▶ _What is needed_
Could you restate word for word every line from the one containing "# point at: drai's sign (one per instance)" to the end of the records, and nothing else?

▶ _Photo-based referring expression data_
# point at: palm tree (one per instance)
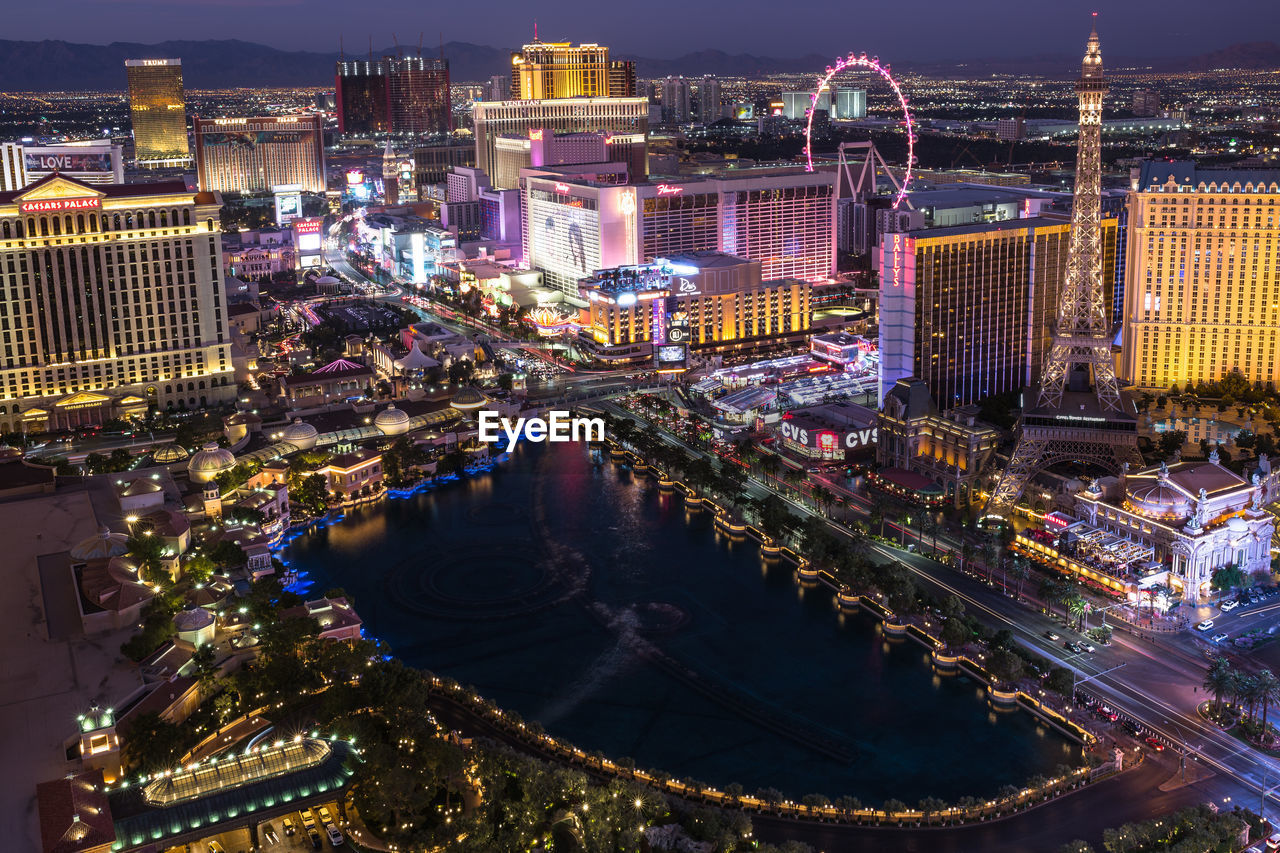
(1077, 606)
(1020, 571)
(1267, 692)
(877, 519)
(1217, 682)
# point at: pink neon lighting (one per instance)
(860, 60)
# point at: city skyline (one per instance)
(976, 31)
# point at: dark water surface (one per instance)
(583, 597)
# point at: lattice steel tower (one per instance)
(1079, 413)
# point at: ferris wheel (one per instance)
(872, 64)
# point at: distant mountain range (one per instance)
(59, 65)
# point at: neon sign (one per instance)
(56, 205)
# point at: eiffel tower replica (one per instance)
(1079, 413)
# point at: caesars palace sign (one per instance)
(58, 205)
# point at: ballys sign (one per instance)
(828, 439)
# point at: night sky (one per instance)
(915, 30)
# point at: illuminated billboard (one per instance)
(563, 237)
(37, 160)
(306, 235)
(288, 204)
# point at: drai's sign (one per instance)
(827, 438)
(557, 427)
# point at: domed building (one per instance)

▶ _Finished exercise_
# point at: drai's sign (one per instance)
(827, 438)
(557, 427)
# point at: domed building (one per instance)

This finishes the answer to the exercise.